Collection entries:
========

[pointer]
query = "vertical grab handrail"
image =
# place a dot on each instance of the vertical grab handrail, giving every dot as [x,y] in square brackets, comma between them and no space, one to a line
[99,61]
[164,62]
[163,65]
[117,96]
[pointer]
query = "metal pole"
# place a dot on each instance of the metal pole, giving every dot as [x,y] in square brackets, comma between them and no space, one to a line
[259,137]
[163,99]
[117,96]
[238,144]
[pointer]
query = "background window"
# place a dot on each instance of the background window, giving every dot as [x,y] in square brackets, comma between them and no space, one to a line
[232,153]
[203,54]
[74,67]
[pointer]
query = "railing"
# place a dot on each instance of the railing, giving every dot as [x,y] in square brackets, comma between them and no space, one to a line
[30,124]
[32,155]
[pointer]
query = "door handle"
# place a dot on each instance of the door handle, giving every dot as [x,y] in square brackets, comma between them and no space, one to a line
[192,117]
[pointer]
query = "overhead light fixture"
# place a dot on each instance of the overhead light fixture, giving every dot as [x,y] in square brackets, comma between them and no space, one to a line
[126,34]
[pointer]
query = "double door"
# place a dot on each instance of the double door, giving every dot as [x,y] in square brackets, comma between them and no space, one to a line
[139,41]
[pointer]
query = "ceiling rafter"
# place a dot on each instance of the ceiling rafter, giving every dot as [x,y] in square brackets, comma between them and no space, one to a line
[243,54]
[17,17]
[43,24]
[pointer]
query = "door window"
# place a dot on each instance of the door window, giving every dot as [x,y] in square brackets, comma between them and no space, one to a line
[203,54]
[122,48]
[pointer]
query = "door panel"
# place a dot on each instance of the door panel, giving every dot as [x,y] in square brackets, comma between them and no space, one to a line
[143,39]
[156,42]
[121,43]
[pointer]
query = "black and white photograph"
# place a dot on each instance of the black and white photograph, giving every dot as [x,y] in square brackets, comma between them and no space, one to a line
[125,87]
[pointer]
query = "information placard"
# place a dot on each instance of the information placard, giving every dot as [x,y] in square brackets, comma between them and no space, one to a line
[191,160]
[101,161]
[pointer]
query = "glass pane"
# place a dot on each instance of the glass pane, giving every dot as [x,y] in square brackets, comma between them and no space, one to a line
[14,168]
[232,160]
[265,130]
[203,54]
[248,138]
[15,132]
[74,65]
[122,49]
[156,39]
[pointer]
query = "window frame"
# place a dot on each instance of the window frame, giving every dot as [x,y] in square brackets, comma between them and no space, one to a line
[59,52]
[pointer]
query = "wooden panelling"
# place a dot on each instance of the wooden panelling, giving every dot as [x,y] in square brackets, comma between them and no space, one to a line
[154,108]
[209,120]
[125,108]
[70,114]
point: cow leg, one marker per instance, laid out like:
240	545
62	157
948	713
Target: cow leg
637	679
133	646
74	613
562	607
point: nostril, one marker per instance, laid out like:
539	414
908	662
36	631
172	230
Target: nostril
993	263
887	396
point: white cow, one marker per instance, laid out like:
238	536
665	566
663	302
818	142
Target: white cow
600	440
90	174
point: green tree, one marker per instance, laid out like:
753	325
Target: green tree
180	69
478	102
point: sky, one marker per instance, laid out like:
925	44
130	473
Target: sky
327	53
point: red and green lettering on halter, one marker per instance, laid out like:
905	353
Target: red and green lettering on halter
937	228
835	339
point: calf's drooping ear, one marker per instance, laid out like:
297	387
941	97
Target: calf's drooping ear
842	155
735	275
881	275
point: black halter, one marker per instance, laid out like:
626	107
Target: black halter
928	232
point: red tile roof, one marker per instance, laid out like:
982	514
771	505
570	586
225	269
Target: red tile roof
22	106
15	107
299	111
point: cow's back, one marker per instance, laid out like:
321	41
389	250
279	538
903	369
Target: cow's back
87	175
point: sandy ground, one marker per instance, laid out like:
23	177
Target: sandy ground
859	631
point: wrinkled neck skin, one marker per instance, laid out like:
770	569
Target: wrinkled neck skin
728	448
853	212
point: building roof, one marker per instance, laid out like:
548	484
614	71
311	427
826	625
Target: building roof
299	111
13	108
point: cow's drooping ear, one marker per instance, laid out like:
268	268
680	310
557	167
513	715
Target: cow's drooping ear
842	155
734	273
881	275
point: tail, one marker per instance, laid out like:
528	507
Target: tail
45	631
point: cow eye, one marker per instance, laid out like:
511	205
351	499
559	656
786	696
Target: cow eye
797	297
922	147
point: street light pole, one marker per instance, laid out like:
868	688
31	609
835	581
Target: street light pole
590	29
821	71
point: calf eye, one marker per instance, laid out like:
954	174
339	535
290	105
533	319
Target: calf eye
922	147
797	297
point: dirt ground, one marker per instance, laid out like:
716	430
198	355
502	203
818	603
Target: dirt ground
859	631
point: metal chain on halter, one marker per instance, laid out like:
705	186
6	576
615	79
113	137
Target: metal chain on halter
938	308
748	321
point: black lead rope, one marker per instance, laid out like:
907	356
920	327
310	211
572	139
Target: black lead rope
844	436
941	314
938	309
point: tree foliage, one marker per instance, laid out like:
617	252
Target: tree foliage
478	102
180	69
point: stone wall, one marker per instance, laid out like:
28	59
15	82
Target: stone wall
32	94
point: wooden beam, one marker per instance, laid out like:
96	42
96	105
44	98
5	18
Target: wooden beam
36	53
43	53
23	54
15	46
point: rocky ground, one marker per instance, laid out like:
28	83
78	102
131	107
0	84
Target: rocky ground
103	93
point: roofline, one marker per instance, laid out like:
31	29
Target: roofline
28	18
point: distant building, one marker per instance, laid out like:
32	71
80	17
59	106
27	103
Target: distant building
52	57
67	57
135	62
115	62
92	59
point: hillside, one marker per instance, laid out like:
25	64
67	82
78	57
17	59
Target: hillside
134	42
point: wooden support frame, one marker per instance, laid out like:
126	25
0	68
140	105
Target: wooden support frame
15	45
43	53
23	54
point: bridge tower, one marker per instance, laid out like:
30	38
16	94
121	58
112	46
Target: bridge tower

========

Exactly as they stand above, repeat all the records.

[pointer]
query = "vertical grab handrail"
image =
# place a dot on each instance of the vertical grab handrail, giving every dot as [x,y] in square brackets, comma between them and no space, one to a line
[99,61]
[164,62]
[163,65]
[117,96]
[pointer]
query = "metal pole"
# place a dot on each instance of the metal pole, giving every dot as [x,y] in square brackets, comma between them and no space, one to a line
[259,137]
[163,99]
[117,96]
[238,144]
[pointer]
query = "background window"
# place a dot on each instance of the background window, giving every dot as [x,y] in square brackets, comma between them and no space, one to a line
[232,153]
[203,54]
[74,67]
[pointer]
query = "railing"
# place a dot on each instance of the railing, giving every dot as [x,y] in square brackets, comma between them and no space, one to a line
[30,124]
[32,155]
[pointer]
query = "door handle"
# place a dot on each instance of the door handle, giving every dot as [x,y] in square brackets, comma between them and no space, one to a line
[192,117]
[pointer]
query = "overhead light fixture"
# place a dot on each instance of the overhead light fixture, giving every dot as [x,y] in square brackets, comma between them and no space, one to a line
[126,34]
[pointer]
query = "double door"
# place a dot on each instance of the double door, giving every dot as [x,y] in square brackets, comma between them and no space, one to a line
[139,41]
[pointer]
query = "ceiling rafter"
# place a dot on each instance of the ceiling rafter, giving every dot as [x,y] in square brackets, comma between them and no space, one to a line
[243,54]
[17,17]
[43,24]
[pointer]
query = "door window"
# place a dot on each instance of the door window, giving every dot as [x,y] in square brackets, comma between them and no space, one to a line
[203,54]
[122,48]
[pointer]
query = "door panel"
# place a dot on each instance of the door panel, giving every dot as [x,y] in square brackets, comma between them and no space, one to a line
[143,39]
[156,42]
[121,43]
[pointer]
query = "black and white photograph"
# place a dot on each instance of the black and white photograph, giving every dot as [x,y] in square brackets, comma between them and no space, one to a line
[125,87]
[pointer]
query = "information placard"
# place a dot on each instance of the information placard, giving every dot as [x,y] in square brackets, comma between them and no space, one to a line
[191,160]
[101,161]
[pointer]
query = "glass pane"
# place a dot on each instance of the glass pane, giving every dot as [x,y] in square brackets, comma between them and no space, one to a line
[14,168]
[232,160]
[265,130]
[203,54]
[248,138]
[15,132]
[74,65]
[122,49]
[156,39]
[pointer]
query = "window frame"
# place a dot on each instance of the window frame, giving every dot as [x,y] in square brackets, comma between them and no space, one to a line
[59,52]
[pointer]
query = "wooden panelling"
# place a dot on each instance of the wooden panelling, giving every dot as [x,y] in square brackets, comma between them and no space, one to a line
[154,108]
[209,120]
[125,108]
[70,114]
point: cow leg, one marker per instance, laid out like:
240	545
62	157
948	713
Target: cow leg
637	679
133	646
74	613
562	607
point: nostril, one marker per instance, laid out like:
539	414
908	662
36	631
172	230
Target: nostril
993	263
887	396
point: white cow, one marker per instance, laid out like:
238	536
665	566
663	302
818	142
Target: white cow
600	440
90	174
point: green tree, one marker per instance, laid out like:
753	325
Target: green tree
180	69
478	102
point: sky, one marker per instance, laid out like:
925	44
130	473
Target: sky
327	53
point: red and green lettering on halter, one marker per instance, laid out like:
905	353
Target: red and green lettering on halter
937	228
835	339
point: calf's drooping ear, one marker per instance, laid out like:
297	387
941	97
Target: calf's drooping ear
842	155
735	275
881	275
point: black halter, one marker per instance, laid out like:
626	107
Target: black halter
928	232
point: red tile roof, one marker per instance, laid out like:
982	514
771	505
570	586
225	269
Target: red tile roof
22	106
15	107
299	111
point: cow's back, one marker per instance, laid out like:
321	41
389	250
279	538
903	369
Target: cow's back
87	175
point: sandy ground, one marker per instance, laid out like:
23	177
Target: sandy ground
859	631
point: wrinkled neck skin, one marker per instance, laid out like:
770	569
Target: wrinkled neck skin
728	448
853	212
point: building roof, one marker per instance, laid out like:
548	484
614	71
311	427
826	625
Target: building roof
299	111
13	108
point: cow's drooping ear, one marker per instance, laid out like:
268	268
680	310
557	167
513	715
Target: cow's drooping ear
842	155
734	273
881	275
point: tail, one marker per instance, laid out like:
528	507
Target: tail
45	631
point: cow eye, one marker per instance, laid out like:
511	205
351	499
559	656
786	696
Target: cow eye
797	297
922	147
point: street light pole, one marker per instance, laid out like:
868	688
31	609
835	581
Target: street light pole
590	29
821	71
point: calf eye, one marker per instance, laid out like:
954	174
339	535
290	105
533	319
Target: calf eye
922	147
797	297
point: dirt ground, one marker per instance, laid out like:
716	430
198	355
502	203
818	603
Target: dirt ground
859	631
point: metal chain on halter, one marker per instance, laid out like:
705	186
6	576
615	79
113	137
Target: metal chain on halter
938	308
748	321
point: black lead rope, one marker per instance, laid out like:
907	356
920	327
310	211
572	139
Target: black lead rope
844	436
941	314
938	309
point: tree foliage, one marker per instance, laid out like:
617	252
Target: tree foliage
478	102
180	69
point: stone wall, one marker per instance, laid out like:
28	59
15	82
Target: stone wall
32	94
point: wooden beam, one marker per instance, laid out like:
96	42
96	105
44	98
5	18
Target: wooden beam
36	53
43	53
23	54
15	46
point: rocky ground, one marker per instance, laid out like:
28	83
78	102
131	107
0	84
Target: rocky ground
103	93
point: roofline, one marker per instance, laid out like:
31	29
Target: roofline
28	18
point: distant building, one marker per instance, laid out like:
32	71
80	17
59	106
27	103
Target: distant building
52	57
67	57
135	62
115	62
92	59
point: hillside, one marker per instance, laid out like:
25	64
67	82
78	57
17	59
Target: hillside
134	42
point: wooden support frame, one marker per instance, laid out like:
126	25
0	68
140	105
Target: wooden support frame
15	45
43	53
23	54
point: bridge tower, one marker per instance, laid out like:
30	38
16	94
121	58
112	46
Target: bridge tower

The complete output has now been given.